*Document excerpt*.
By: Carter Hemion, Humour Editor
SFU administration announced updated health and safety guidelines applicable to all three campuses. The new guidelines, rather than focusing on pressing issues of the pandemic, highlight more general measures for accessibility and safety.
Health & Counselling Services to close
In an effort to better serve students’ health, all Health & Counselling Services (HCS) locations will be closing by the end of 2021. HCS representatives confirmed they will reduce services through the end of the year until permanently closing.
The official statement said, “Students can do anything they put their minds to. By giving them sick notes and diagnosing injuries and illnesses, we discourage them from going to school when they could still be learning. Instead, students should practice grounding exercises and mindfulness in the classroom, and they can accomplish anything.”
Seatbelts optional on campus roads
Beginning November 1, seatbelts are recommended but not required on campus roads. President Joy Johnson said, “Despite province-wide restrictions, public post-secondary institutions are not bound by law to enforce rules about wearing seatbelts on their campuses.”
Similarly, administration acknowledged campus security cannot ask to see driver’s license cards as many businesses may for identification and admission purposes.
According to the HCS website, this update is due in part to “protecting the freedoms of anti-belt students.” Some students who use transit do not have the medical option of wearing a seatbelt; however, the majority of non-belt students believe it is their right to not wear a seatbelt while driving, and SFU respects that choice.
Updated language guidelines
In conjunction with administrative decisions, the Centre for Accessible Learning (CAL) has updated their guide on accessible language and plans to distribute it to professors by the end of 2023.
Students will be required to register how they identify themselves, as long as it’s in the four-part drop down menu. With regards to language changes, website examples include “students who have an ability,” “persons with neurotypicality,” and “persons who may or may not be somewhat ability [sic].”
CAL’s website said, “We do not see disability. In fact, we actively avoid seeing it. This is the most efficient way to ensure treating all students equally.”
Stairs closed for equity
In recognition of the physical barriers that some disabled students face, SFU will be closing all staircases so all students can access campus equally. The official announcement stated “elevators are no longer an access tool, but the only way to access campuses from now on. In a random survey of distance education students with neurotypicality and ability, we found that removing staircases would be our best option.”
Administration confirmed all broken elevators may be addressed by printing a “closed” sign within 48–72 hours of being reported.
The announcement also included plans to add a written acknowledgement of privilege to each staircase and to use $20 million of student tuition to turn each staircase into a work of art by the Fall 2031 semester.

*Task details*. List every section heading in the piece on SFU's updated health and safety guidelines.

Stored dataset items
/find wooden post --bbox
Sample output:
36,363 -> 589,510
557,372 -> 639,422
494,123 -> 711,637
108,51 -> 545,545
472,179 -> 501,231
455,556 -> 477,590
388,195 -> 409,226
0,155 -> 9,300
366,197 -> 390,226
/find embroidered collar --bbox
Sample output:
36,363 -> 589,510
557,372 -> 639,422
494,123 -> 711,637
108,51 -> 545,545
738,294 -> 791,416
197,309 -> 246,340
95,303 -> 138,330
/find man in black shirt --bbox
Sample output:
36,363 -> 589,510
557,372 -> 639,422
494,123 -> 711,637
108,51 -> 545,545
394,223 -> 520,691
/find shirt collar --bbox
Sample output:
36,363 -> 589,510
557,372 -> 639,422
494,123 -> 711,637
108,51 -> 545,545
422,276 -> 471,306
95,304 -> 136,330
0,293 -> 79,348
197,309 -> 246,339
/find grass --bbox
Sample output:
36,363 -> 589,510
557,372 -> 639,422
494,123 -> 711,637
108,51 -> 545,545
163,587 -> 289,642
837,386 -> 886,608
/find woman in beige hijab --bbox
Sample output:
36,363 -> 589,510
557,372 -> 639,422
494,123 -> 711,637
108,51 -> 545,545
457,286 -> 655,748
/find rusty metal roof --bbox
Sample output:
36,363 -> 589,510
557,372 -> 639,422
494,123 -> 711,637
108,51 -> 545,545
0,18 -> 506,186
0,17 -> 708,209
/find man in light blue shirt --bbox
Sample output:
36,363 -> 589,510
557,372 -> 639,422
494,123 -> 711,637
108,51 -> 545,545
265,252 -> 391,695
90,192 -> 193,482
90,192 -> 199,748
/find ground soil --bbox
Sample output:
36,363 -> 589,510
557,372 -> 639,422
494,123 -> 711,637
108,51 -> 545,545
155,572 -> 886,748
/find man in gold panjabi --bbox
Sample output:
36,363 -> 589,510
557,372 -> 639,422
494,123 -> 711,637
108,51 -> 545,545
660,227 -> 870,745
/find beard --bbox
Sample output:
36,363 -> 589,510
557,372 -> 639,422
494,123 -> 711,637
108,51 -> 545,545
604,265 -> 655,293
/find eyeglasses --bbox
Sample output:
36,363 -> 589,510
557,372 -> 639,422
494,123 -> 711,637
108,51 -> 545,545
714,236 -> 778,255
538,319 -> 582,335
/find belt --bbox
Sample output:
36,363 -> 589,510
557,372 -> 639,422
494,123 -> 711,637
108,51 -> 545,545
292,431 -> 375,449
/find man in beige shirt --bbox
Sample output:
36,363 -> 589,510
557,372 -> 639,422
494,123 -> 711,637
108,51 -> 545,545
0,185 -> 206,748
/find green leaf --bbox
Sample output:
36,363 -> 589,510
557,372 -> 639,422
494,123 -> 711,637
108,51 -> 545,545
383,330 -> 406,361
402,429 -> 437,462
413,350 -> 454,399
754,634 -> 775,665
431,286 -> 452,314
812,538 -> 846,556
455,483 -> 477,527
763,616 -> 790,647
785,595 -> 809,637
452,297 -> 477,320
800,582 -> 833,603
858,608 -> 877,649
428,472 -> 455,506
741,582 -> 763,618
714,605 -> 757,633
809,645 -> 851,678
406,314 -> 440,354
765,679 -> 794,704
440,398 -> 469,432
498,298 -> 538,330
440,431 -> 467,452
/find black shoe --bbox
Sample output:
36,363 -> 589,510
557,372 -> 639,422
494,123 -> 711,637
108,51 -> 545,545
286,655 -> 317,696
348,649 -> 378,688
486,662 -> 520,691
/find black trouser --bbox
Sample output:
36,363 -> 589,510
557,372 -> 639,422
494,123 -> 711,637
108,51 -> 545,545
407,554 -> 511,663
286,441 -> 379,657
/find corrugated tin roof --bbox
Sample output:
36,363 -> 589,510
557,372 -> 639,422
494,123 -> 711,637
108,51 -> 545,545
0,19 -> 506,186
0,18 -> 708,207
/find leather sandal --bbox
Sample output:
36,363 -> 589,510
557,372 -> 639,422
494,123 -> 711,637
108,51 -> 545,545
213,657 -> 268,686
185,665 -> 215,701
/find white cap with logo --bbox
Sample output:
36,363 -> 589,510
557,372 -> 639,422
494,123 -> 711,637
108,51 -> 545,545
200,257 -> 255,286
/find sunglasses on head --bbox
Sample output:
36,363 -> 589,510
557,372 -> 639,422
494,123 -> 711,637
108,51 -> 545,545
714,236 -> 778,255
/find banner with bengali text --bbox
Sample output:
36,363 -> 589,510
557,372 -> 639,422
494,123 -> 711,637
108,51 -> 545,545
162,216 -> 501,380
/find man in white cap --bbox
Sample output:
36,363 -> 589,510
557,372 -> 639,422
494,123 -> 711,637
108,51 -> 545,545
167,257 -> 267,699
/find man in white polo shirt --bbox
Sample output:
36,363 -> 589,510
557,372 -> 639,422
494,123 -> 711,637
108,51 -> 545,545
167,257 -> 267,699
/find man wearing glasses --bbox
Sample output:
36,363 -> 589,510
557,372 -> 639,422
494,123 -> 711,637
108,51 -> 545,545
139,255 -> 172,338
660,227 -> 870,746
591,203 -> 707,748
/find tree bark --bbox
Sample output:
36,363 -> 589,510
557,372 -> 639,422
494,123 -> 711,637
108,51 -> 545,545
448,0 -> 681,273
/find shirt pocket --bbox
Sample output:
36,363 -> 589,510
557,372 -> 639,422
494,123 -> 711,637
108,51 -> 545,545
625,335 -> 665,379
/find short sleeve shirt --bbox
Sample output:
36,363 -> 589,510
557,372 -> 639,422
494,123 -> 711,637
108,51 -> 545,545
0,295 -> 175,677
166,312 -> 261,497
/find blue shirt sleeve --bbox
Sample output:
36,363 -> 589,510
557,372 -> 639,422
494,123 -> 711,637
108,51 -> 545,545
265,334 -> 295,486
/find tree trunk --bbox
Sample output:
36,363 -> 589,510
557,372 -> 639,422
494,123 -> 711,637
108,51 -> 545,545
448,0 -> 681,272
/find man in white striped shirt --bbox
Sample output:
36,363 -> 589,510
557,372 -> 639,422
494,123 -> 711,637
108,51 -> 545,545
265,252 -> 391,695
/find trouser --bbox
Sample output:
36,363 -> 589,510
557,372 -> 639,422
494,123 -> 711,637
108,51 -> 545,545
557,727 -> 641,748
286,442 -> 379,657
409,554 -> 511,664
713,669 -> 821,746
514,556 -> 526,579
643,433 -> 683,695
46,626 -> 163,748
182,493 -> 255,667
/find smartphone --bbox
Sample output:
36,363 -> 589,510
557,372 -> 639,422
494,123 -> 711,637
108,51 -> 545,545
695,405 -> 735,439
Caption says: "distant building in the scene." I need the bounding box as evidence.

*Written reply*.
- Health & Counselling Services to close
- Seatbelts optional on campus roads
- Updated language guidelines
- Stairs closed for equity